● Aufgabe 1:
Welche Regel gilt laut dem Forenbeitrag in War für Drops?

● Textauszug:
○ ○ ○

Und dann sich gegen Goldseller aufregen... Ehh klar wenn man einem normalen Beruf nachgeht kauft man sich einfach 10k Gold bevor man in der Freizeit farmt. Ist ja mein Hobby und das bischen gebe ich für mein Hobby aus, soll ja Spaß machen. NC zu blizzard

In War konnte ich bisher keine Anzeichen in diese Richtung entdecken... Hier hat man mehr als genug Gold. Und warum auch nicht.

Dropraten von Questitems und überhaupt werd ich wohl mal nicht viel zu sagen. Wozu Spieler so nudeln?? Wozu? In War ein Kill ein Drop. Genau wie in HDRO. Und schon wieder no need sowas in meiner kostbaren Freizeit. Hab deswegen schon nahezu Wutausbrüche gehabt :-D

Schwierigkeitsstufe! Also ich habe nichts gegen Herausforderung. Aber sorry ist wow nicht zu übertrieben? Bsp: Brutallus. Ehh wie waren ein voll t6 raid mit allem drum und dran, Flasks, Buffood, ach die ganze Palette(da wären wir wieder beim Farmen, also quasi im SPIEL erst Arbeiten um Spaß zu haben). Naja, und dann wipen an dem Stunden lang. Wirklich stunden lang um dann bei 1.5% in enrage phase zu gehen. Da hab ich mir schon mehrmals gedacht "Was machst du hier? Wolltest du nicht nach der Arbeit entspannen? Nun läufst du alle 5min vom Friedhof in die ini! Scheiße, die Repkosten musst du ja wieder reinfarmen..." Ey krank sag ich nur. ok 5 Mal wipen wäre ok gewesen. Vielleicht 10. Aber so, ne danke!

○ ○ ○

● Aufgabe 2:
Formatiere die Zeilen von der ersten Zeile der Daten bis einschließlich der Zeile mit „M 79 53 L 94“ als nummerierte Liste. Lass Leerzeilen weg.

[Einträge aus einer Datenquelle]
○ ○ ○

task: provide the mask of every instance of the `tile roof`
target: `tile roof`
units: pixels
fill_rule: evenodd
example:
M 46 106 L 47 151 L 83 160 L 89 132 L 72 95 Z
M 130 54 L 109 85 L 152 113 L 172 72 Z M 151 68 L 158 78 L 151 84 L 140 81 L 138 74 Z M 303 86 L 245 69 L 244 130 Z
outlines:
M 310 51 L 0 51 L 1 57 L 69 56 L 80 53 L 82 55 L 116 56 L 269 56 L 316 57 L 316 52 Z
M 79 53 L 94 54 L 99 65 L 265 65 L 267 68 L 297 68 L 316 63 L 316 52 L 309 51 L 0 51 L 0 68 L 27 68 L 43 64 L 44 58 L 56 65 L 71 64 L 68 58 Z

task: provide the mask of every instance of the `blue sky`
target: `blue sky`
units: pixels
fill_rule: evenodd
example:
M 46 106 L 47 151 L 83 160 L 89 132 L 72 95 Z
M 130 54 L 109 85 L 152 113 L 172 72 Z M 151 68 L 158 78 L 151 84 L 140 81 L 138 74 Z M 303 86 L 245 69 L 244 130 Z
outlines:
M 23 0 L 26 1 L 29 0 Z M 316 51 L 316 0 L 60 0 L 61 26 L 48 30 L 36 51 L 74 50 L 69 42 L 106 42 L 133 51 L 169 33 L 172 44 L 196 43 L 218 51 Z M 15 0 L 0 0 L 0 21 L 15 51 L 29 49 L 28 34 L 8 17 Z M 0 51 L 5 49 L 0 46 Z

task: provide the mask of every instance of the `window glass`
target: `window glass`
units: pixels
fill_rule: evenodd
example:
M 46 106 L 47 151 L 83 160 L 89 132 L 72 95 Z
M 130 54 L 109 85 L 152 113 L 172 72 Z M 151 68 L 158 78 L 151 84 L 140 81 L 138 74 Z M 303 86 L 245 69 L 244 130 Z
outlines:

○ ○ ○

● Antwort 1:
Ein Kill, ein Drop.

● Antwort 2:
1. task: provide the mask of every instance of the `tile roof`
2. target: `tile roof`
3. units: pixels
4. fill_rule: evenodd
5. example:
6. M 46 106 L 47 151 L 83 160 L 89 132 L 72 95 Z
7. M 130 54 L 109 85 L 152 113 L 172 72 Z M 151 68 L 158 78 L 151 84 L 140 81 L 138 74 Z M 303 86 L 245 69 L 244 130 Z
8. outlines:
9. M 310 51 L 0 51 L 1 57 L 69 56 L 80 53 L 82 55 L 116 56 L 269 56 L 316 57 L 316 52 Z
10. M 79 53 L 94 54 L 99 65 L 265 65 L 267 68 L 297 68 L 316 63 L 316 52 L 309 51 L 0 51 L 0 68 L 27 68 L 43 64 L 44 58 L 56 65 L 71 64 L 68 58 Z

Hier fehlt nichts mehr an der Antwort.